» **Exercise tasks**:
[A] How many prongs does the circuit description say plug 94 is shown with?
[B] Continue the circuit description from its last sentence.

» **Document**:
Movable contact 74 on relay 52 also connects the positive potential on conductor 72 to conductor 84, which is connected to the upper side of elapsed time reset solenoid 86 and to the upper side of counter reset solenoid 88. Energization of solenoids 86 and 88 resets elapsed time indicator 12 and counter 14, respectively. The unit is now reset and is ready to begin counting when relay 52 is de-energized by withdrawal of the 115 volt A.C. plug.

Normal operation-cycle counting When resetting relay 52 is thus de-energized, its movable contact 74 connects energized conductor 72 to conductor 90, which is connected to one side of elapsed time motor 12a, the other side of which is connected to negative conductor 64. Accordingly, the elapsed time motor begins to run. Conductor 90 is also connected to a terminal 92 on counter switch plug 94. Plug 94 is illustrated as having five prongs, and would normally be inserted in a similar mating socket 96 on counter switch 32 (shown with alphabetically corresponding connections). Prong 92 accordingly connects energized conductor 90 to movable contact 98 in switch assembly 32. In like manner, mating plug and socket assembly 94 and 96 connect conductor 100 to fixed contact 102 and conductor 104 to fixed contact 106 in switch assembly 32. A further pair of contacts 108 in socket 96 are directly connected together, and accordingly directly connect together conductors 110 and 112, for a purpose to be explained below.

» **Material supplied**:
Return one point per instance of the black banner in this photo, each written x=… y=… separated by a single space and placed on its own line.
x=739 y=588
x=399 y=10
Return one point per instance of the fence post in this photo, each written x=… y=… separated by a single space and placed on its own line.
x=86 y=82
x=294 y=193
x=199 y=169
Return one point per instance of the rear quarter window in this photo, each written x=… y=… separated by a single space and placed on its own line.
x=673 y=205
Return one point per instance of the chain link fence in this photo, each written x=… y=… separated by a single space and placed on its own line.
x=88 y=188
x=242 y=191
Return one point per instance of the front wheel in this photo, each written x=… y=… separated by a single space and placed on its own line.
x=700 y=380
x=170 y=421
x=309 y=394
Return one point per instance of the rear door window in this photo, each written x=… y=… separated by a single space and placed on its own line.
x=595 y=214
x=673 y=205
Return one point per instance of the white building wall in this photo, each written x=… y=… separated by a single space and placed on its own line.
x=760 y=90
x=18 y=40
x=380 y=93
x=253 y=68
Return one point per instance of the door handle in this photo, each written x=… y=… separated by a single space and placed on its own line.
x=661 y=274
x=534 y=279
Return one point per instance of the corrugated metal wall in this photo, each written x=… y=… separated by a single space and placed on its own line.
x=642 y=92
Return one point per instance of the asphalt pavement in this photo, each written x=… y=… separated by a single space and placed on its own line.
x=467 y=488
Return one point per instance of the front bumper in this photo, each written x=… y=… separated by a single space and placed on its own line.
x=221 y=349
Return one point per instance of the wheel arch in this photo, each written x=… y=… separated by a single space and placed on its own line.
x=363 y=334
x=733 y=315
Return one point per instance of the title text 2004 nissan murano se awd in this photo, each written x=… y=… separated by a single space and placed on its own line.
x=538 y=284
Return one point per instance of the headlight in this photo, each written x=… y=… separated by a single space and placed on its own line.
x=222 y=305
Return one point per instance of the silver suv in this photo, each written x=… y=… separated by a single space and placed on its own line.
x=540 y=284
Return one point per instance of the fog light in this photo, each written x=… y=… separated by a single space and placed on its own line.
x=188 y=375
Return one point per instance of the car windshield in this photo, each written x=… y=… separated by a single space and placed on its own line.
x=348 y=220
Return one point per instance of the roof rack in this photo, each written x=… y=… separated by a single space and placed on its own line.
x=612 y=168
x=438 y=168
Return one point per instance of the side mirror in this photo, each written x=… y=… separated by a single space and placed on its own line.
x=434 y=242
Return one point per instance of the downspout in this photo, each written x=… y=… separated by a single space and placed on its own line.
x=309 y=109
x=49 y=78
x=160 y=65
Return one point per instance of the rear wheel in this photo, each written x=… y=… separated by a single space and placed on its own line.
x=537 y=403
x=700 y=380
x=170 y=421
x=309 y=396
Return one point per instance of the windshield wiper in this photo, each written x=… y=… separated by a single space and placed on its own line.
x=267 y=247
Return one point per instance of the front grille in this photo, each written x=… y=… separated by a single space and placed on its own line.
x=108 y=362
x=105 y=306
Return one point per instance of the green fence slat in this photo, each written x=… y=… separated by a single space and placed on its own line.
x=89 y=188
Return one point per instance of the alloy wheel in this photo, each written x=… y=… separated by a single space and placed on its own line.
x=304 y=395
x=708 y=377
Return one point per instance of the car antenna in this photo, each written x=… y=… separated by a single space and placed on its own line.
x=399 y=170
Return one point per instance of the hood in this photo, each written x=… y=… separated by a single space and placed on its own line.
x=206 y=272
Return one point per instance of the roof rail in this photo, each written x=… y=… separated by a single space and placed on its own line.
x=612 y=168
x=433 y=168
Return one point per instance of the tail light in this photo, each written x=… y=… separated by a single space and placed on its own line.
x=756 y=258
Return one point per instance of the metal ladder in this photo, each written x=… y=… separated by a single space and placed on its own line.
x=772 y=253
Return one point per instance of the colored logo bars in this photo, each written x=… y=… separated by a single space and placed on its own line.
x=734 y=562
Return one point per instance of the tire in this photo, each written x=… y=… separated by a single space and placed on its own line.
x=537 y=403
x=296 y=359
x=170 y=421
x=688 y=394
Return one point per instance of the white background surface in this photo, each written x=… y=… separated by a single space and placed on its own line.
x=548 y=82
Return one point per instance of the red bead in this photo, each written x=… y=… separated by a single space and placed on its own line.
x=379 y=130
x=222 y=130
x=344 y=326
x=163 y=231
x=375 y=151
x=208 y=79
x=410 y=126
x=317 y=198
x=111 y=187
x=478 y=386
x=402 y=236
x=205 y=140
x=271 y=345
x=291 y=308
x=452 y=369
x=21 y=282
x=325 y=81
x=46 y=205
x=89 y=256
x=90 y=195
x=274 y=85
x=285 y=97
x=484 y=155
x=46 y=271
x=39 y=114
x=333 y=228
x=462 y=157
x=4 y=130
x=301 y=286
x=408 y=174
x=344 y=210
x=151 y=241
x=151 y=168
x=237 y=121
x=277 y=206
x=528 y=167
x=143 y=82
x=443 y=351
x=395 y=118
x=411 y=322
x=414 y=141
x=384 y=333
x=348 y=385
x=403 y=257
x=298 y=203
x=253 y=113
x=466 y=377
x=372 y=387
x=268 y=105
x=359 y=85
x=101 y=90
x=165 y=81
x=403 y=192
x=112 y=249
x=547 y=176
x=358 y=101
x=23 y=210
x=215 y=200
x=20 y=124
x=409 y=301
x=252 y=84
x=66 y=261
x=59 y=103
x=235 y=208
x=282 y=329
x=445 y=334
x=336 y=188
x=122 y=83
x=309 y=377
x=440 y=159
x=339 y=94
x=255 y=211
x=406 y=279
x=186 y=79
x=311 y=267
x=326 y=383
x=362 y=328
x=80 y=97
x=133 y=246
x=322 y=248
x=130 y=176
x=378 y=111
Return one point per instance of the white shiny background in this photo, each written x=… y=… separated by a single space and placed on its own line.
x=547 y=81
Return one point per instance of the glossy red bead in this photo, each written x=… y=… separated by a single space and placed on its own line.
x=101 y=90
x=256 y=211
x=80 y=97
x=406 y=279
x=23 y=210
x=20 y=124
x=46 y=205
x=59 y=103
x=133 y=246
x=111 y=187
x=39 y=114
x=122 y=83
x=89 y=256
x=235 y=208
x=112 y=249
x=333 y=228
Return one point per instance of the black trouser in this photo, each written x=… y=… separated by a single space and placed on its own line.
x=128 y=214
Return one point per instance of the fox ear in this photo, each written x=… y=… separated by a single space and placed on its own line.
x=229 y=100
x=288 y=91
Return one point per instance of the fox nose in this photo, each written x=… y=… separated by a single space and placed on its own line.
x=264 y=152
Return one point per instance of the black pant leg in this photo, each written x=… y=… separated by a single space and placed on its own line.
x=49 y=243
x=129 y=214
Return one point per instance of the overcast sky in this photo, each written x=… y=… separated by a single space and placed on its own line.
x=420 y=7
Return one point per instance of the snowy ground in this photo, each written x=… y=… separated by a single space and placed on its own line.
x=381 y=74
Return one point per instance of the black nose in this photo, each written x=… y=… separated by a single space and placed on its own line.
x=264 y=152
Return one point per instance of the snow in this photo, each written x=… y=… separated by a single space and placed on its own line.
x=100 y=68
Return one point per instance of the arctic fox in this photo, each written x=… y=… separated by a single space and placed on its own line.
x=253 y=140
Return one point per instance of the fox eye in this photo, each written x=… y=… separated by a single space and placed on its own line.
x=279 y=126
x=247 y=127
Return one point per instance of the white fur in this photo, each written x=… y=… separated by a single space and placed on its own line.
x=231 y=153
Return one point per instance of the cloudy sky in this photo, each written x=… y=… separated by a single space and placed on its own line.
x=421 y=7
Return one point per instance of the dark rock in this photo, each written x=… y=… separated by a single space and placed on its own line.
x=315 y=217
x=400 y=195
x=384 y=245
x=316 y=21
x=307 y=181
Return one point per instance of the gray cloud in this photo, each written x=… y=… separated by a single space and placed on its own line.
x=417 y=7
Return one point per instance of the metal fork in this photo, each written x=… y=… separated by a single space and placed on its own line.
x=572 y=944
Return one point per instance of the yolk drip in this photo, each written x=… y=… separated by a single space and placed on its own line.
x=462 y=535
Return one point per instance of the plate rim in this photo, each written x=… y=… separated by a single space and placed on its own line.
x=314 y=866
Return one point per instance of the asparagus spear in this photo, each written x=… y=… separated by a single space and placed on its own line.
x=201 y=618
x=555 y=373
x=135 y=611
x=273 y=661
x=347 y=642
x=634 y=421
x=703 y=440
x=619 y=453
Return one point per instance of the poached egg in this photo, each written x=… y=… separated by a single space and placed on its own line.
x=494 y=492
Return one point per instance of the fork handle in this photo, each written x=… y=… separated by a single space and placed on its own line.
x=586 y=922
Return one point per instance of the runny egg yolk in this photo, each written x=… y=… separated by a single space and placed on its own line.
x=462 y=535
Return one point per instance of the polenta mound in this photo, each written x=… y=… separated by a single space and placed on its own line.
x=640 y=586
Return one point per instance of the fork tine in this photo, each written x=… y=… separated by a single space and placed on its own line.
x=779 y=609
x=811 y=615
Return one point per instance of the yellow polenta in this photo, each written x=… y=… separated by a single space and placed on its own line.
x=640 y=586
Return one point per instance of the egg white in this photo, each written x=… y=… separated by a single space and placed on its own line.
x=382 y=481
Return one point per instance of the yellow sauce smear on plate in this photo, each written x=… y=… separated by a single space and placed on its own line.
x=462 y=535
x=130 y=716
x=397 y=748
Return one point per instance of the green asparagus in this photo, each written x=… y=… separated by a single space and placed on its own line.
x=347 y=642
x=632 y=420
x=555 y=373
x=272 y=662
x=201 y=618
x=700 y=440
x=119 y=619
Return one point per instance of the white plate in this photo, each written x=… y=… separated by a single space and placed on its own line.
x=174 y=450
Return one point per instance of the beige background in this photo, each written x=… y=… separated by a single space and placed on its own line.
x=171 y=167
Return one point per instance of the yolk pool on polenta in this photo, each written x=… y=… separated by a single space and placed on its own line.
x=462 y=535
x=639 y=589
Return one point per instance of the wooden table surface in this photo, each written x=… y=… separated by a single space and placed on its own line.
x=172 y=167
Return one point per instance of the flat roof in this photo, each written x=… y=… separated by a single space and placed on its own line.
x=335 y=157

» **Results of the tasks**:
[A] Five.

[B]
Movable contact 98 in switch 32 normally contacts fixed contact 102 therein, and accordingly energized conductor is normally connected to conductor 100. Each time an operating cycle occurs, movable contact 98 briefly disengages from fixed contact 102 and connects energized conductor 90 through fixed contact 106 and conductor 104. If the elapsed time between successive energizations of conductor 104 is not too long, as measured by the timing circuit in module 46, energization of conductor 104 will actuate counting solenoid 114 in counting module 44 through normally closed contact 116 of relay 82.

Operation of the timing-discriminator unit As noted above, conductor is normally energized through switch module 42, being de-energized briefly only when a cycle is completed. If the cycle takes too long, timing-discriminator module 46 will prevent the operation of counting solenoid 114 when conductor 104 is next energized. This is accomplished by energizing relay 82 and opening its contact 116.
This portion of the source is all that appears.